ACTIVITY — Search the data for the string "attribute" and gather each line it is in.

EXERCISE INPUT —
+++
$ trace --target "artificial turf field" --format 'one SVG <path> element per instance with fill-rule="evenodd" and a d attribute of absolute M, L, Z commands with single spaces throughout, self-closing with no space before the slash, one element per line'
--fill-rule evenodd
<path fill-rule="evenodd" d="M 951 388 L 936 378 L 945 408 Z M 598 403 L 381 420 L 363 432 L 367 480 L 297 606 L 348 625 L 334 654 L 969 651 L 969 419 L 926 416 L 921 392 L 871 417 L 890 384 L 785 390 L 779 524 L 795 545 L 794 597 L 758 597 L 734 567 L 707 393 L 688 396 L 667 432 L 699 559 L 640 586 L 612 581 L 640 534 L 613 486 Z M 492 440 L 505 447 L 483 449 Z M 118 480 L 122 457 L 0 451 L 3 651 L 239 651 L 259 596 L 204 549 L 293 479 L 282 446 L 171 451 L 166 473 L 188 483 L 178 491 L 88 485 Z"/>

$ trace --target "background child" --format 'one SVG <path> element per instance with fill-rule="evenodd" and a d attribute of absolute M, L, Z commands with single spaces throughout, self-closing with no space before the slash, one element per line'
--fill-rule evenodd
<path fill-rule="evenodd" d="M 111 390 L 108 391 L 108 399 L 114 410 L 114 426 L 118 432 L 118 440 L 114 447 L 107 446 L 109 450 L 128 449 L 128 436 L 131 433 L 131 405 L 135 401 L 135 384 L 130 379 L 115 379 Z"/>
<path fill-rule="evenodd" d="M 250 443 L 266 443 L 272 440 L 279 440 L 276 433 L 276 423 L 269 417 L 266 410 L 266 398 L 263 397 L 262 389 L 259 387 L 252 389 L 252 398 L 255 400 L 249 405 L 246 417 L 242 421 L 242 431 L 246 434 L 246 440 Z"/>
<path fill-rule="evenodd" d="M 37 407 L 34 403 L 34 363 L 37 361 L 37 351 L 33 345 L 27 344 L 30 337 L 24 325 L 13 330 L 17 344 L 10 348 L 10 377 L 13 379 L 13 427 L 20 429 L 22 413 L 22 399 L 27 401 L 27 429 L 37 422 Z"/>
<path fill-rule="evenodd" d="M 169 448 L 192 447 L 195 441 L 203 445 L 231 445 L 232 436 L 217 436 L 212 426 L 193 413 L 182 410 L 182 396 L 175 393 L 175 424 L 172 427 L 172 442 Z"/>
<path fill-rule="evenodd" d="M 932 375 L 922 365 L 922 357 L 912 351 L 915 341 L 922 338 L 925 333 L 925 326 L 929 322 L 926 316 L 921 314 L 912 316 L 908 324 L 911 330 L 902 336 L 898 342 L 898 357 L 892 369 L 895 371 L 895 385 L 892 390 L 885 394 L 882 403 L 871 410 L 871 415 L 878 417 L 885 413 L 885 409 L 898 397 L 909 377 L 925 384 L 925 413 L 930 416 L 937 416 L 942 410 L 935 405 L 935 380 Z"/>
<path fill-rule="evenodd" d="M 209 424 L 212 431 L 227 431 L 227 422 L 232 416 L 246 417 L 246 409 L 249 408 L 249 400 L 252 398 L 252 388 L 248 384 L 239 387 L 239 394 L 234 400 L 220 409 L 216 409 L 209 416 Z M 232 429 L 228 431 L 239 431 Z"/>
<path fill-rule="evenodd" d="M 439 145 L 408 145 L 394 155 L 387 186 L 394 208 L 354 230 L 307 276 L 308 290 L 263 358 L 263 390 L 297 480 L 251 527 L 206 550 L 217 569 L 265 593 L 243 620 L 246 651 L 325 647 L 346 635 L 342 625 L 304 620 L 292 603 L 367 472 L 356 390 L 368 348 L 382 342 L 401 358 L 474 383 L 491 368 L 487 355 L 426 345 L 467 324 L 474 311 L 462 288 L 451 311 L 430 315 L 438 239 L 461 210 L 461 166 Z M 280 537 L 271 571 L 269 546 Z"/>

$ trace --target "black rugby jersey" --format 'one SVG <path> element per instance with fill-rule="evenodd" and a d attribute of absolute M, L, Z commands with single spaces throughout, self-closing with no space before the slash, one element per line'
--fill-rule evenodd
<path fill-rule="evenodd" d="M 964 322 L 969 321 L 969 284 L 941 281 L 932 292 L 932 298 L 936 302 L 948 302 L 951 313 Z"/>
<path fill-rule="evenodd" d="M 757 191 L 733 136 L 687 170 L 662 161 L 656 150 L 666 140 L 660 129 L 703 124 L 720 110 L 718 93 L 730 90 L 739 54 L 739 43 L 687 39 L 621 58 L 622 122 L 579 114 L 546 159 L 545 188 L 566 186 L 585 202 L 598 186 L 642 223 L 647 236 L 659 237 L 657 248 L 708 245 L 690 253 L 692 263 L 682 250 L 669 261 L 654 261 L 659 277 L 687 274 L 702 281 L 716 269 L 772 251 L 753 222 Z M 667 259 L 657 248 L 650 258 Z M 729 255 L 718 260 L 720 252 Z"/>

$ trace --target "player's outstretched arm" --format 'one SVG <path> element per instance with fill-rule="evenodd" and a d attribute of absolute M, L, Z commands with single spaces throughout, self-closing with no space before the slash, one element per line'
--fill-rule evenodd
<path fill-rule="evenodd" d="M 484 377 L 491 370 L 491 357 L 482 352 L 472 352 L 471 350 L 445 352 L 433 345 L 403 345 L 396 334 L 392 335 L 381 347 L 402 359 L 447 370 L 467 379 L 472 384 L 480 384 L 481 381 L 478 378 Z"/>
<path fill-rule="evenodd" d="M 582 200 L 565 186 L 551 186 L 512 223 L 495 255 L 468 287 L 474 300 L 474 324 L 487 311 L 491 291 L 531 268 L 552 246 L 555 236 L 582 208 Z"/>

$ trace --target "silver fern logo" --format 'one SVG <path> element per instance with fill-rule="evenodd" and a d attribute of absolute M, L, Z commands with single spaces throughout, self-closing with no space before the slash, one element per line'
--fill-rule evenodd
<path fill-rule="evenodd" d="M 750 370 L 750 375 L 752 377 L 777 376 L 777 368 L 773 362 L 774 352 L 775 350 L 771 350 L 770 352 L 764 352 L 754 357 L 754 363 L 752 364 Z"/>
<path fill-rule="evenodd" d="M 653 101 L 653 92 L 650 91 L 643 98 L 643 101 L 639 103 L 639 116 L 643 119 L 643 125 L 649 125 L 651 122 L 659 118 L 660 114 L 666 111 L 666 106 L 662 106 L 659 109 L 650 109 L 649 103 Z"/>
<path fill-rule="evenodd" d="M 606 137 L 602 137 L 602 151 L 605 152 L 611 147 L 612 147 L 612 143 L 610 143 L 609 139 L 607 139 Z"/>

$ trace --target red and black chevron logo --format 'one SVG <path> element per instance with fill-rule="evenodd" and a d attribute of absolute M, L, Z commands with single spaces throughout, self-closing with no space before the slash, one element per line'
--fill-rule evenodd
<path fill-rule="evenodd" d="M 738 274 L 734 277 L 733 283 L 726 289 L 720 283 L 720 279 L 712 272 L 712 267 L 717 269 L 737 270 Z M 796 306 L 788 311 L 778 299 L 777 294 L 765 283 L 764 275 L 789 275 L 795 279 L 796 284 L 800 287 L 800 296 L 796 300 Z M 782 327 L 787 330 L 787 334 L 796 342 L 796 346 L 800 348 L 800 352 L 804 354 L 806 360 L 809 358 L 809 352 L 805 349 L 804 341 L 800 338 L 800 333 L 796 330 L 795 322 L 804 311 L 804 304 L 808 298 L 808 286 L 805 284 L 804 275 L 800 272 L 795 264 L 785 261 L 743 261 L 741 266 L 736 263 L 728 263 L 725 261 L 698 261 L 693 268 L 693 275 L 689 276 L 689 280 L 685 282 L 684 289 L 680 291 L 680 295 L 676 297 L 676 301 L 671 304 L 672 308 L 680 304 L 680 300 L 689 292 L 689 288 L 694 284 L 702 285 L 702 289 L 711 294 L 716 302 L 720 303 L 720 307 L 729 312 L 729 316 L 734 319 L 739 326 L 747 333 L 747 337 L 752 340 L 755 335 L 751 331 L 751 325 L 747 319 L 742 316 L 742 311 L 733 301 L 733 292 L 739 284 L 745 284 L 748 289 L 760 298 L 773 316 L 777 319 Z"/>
+++
WRITTEN RESPONSE —
$ trace --target "artificial turf field" --format 'one SVG <path> element per instance with fill-rule="evenodd" and a d attribute of absolute M, L, Z commands with single spaces throughout, self-closing with no space before the slash, one element per line'
$ trace --target "background child" --format 'one SVG <path> element per instance with fill-rule="evenodd" and a d attribute of absolute M, L, Z commands with single spaces throughout, self-closing with no space before the slash, one element per line'
$ trace --target "black rugby jersey" --format 'one SVG <path> element per instance with fill-rule="evenodd" and a d attribute of absolute M, L, Z commands with single spaces throughout, self-closing with no space before the slash, one element per line'
$ trace --target "player's outstretched arm" --format 'one SVG <path> element per instance with fill-rule="evenodd" and a d attribute of absolute M, L, Z commands with single spaces throughout, self-closing with no space before the slash, one element per line'
$ trace --target "silver fern logo" --format 'one SVG <path> element per instance with fill-rule="evenodd" and a d attribute of absolute M, L, Z commands with single spaces throughout, self-closing with no space before the slash, one element per line'
$ trace --target red and black chevron logo --format 'one SVG <path> element per instance with fill-rule="evenodd" and a d attribute of absolute M, L, Z commands with single spaces throughout, self-closing with no space before the slash, one element per line'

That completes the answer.